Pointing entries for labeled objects
►

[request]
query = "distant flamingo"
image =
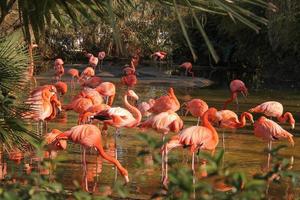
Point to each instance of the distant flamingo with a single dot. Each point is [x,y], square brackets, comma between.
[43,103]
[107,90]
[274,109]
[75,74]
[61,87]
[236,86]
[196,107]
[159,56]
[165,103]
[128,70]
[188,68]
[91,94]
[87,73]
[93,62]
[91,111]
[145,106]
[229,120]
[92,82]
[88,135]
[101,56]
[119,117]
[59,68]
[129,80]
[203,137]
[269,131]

◄

Goal of the exercise => Write out every line of the rows above again, requests included, but scale each x and y coordinate in the answer points by 2.25 and round to the nearest whole number, with halves going up. Leave the pictures out.

Written answer =>
[request]
query = "distant flamingo"
image =
Point to each instance of the distant flamingo with a single dot. Each point is [x,y], square brackets, comma between.
[97,232]
[241,203]
[617,245]
[169,167]
[137,196]
[531,194]
[441,241]
[358,126]
[371,232]
[288,158]
[423,153]
[205,212]
[196,164]
[209,140]
[205,250]
[326,239]
[515,270]
[207,185]
[198,304]
[227,126]
[268,263]
[133,153]
[290,180]
[457,308]
[605,295]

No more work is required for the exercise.